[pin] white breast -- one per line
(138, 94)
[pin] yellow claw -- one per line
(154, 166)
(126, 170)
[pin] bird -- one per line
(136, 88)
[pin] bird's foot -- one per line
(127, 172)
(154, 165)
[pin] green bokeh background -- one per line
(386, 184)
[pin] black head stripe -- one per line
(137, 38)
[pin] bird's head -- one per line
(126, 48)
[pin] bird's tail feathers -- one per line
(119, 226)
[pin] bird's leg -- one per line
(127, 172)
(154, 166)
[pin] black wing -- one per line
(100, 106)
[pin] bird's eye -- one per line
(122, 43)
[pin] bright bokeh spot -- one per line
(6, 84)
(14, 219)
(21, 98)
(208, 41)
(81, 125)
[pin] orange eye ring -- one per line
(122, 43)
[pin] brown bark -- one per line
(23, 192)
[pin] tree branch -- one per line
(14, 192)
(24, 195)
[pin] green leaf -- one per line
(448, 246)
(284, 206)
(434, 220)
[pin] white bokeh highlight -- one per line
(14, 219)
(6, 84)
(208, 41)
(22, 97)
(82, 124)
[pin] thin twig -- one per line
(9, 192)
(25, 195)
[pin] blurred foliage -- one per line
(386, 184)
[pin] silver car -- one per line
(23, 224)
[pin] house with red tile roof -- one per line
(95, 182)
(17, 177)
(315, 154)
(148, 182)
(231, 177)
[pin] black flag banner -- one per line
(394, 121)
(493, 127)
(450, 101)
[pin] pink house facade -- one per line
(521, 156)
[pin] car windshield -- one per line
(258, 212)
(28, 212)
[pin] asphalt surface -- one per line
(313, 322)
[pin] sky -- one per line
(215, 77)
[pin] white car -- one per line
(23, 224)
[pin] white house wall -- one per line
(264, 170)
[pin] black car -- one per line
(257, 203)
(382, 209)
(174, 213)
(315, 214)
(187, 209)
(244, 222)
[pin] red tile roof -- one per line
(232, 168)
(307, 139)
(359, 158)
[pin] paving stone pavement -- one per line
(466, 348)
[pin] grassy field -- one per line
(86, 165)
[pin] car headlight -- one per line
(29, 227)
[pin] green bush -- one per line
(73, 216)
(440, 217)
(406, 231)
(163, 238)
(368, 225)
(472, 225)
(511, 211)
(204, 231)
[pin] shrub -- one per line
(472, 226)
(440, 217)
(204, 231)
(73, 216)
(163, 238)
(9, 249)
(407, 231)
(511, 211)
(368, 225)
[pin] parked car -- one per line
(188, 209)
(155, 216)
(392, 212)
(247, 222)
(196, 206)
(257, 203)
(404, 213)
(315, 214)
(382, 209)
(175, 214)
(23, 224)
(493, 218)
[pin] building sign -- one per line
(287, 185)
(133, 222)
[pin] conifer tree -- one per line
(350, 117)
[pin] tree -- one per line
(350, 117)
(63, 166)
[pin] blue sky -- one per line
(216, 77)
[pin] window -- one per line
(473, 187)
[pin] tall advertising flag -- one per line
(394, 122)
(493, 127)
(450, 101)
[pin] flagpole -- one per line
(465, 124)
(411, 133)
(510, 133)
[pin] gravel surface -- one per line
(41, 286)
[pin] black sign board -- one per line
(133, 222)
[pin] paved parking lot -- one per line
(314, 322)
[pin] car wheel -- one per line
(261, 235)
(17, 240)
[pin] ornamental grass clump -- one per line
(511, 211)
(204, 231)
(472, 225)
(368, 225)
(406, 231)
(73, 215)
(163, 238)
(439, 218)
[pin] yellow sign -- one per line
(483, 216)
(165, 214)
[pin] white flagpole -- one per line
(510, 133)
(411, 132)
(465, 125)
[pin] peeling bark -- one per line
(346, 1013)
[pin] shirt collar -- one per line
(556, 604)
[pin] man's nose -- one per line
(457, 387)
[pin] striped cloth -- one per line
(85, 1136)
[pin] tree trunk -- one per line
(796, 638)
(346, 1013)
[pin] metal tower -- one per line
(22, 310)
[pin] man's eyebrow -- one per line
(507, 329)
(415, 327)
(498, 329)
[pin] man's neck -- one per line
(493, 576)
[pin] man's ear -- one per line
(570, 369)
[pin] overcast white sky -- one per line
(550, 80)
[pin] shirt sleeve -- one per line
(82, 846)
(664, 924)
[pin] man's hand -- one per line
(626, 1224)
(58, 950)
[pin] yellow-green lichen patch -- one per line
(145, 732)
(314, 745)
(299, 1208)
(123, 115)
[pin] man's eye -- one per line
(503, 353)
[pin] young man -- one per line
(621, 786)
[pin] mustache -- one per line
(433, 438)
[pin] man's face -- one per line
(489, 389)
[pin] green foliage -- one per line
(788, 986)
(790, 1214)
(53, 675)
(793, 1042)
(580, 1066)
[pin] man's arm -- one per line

##############################

• _What is expected_:
Each entry is to be returned in full, character for character.

• _Output of the exercise_:
[pin] white breast -- one per line
(138, 94)
[pin] yellow claw -- one per line
(154, 166)
(126, 170)
[pin] bird -- one per line
(136, 88)
[pin] bird's foot -- one per line
(127, 172)
(154, 165)
[pin] green bokeh background -- one per line
(386, 184)
[pin] black head stripe -- one per line
(137, 38)
[pin] bird's head -- one per line
(126, 48)
[pin] bird's tail feathers -- one per line
(119, 226)
[pin] bird's leg -- one per line
(127, 172)
(154, 166)
[pin] black wing -- one per line
(100, 106)
[pin] bird's eye -- one per line
(122, 43)
[pin] bright bokeh spot -- one per line
(6, 84)
(14, 219)
(21, 98)
(208, 41)
(81, 125)
[pin] orange eye ring -- one per line
(122, 43)
[pin] brown bark -- one per line
(23, 192)
[pin] tree branch -- one per line
(14, 192)
(24, 195)
[pin] green leaf -- one per line
(448, 246)
(284, 206)
(434, 220)
[pin] white bokeh highlight -- one per line
(14, 219)
(6, 84)
(208, 41)
(22, 97)
(82, 124)
[pin] thin twig -- one per line
(9, 192)
(25, 195)
[pin] blurred foliage -- one per line
(386, 184)
[pin] silver car -- one per line
(23, 224)
[pin] house with red tile roof -- one per line
(95, 182)
(17, 177)
(315, 154)
(148, 182)
(231, 177)
[pin] black flag banner -- one per line
(394, 121)
(493, 127)
(450, 101)
[pin] pink house facade -- one per line
(521, 156)
[pin] car windshield -- one per line
(258, 212)
(28, 212)
[pin] asphalt surface -- one per line
(313, 322)
[pin] sky -- one per line
(215, 77)
[pin] white car -- one per line
(23, 224)
[pin] white house wall -- one per line
(264, 170)
[pin] black car -- one per line
(257, 203)
(382, 209)
(174, 213)
(315, 214)
(187, 209)
(244, 222)
[pin] red tile roof -- one per line
(232, 168)
(307, 139)
(359, 158)
[pin] paving stone pavement -- one per line
(466, 348)
[pin] grassy field -- one per line
(86, 165)
[pin] car headlight -- one per line
(29, 227)
[pin] green bush -- one per line
(73, 216)
(440, 217)
(406, 231)
(163, 238)
(368, 225)
(472, 225)
(511, 211)
(204, 231)
[pin] shrub -- one per line
(472, 226)
(440, 217)
(204, 231)
(73, 216)
(163, 238)
(9, 249)
(407, 231)
(511, 211)
(368, 225)
[pin] parked car -- one per line
(188, 209)
(155, 216)
(392, 212)
(247, 222)
(196, 206)
(257, 203)
(404, 213)
(315, 214)
(382, 209)
(175, 214)
(23, 224)
(493, 218)
[pin] building sign -- one per line
(287, 185)
(133, 222)
[pin] conifer tree -- one per line
(350, 117)
[pin] tree -- one per line
(350, 117)
(63, 166)
[pin] blue sky -- one per line
(216, 77)
[pin] window -- one per line
(473, 187)
[pin] tall advertising flag -- one per line
(394, 122)
(493, 127)
(450, 101)
[pin] flagpole -- one per line
(465, 124)
(411, 133)
(510, 133)
[pin] gravel surface -- one per line
(41, 286)
[pin] black sign board -- one per line
(133, 222)
[pin] paved parking lot -- one per line
(314, 322)
[pin] car wheel -- one per line
(261, 235)
(17, 240)
[pin] ornamental grass clump -- one per line
(511, 211)
(204, 231)
(472, 225)
(368, 225)
(406, 231)
(73, 215)
(163, 238)
(439, 218)
[pin] yellow sign -- one per line
(483, 216)
(165, 214)
[pin] white flagpole -- one per line
(510, 133)
(411, 132)
(465, 125)
[pin] peeling bark -- one per line
(346, 1013)
[pin] shirt collar -- one per line
(556, 604)
[pin] man's nose -- one per line
(457, 387)
[pin] striped cloth -- one per line
(85, 1136)
[pin] tree trunk -- one per line
(796, 638)
(346, 1013)
[pin] metal tower -- one per line
(22, 310)
[pin] man's eyebrow -- one per line
(507, 329)
(415, 327)
(498, 329)
[pin] man's neck -- one per line
(493, 576)
[pin] man's ear -- one per line
(570, 369)
[pin] overcast white sky -- one per line
(550, 80)
[pin] shirt sleeve -- one per line
(82, 846)
(664, 924)
[pin] man's hand -- one per line
(626, 1224)
(58, 950)
[pin] yellow-green lichen patch -- one per line
(145, 732)
(314, 745)
(299, 1208)
(123, 115)
[pin] man's eye -- one per line
(503, 353)
[pin] young man -- one per line
(621, 786)
[pin] mustache -- one per line
(433, 438)
[pin] man's face -- one per line
(489, 389)
[pin] green foliage -- one per line
(788, 986)
(790, 1214)
(53, 675)
(793, 1042)
(580, 1066)
[pin] man's arm -- one per line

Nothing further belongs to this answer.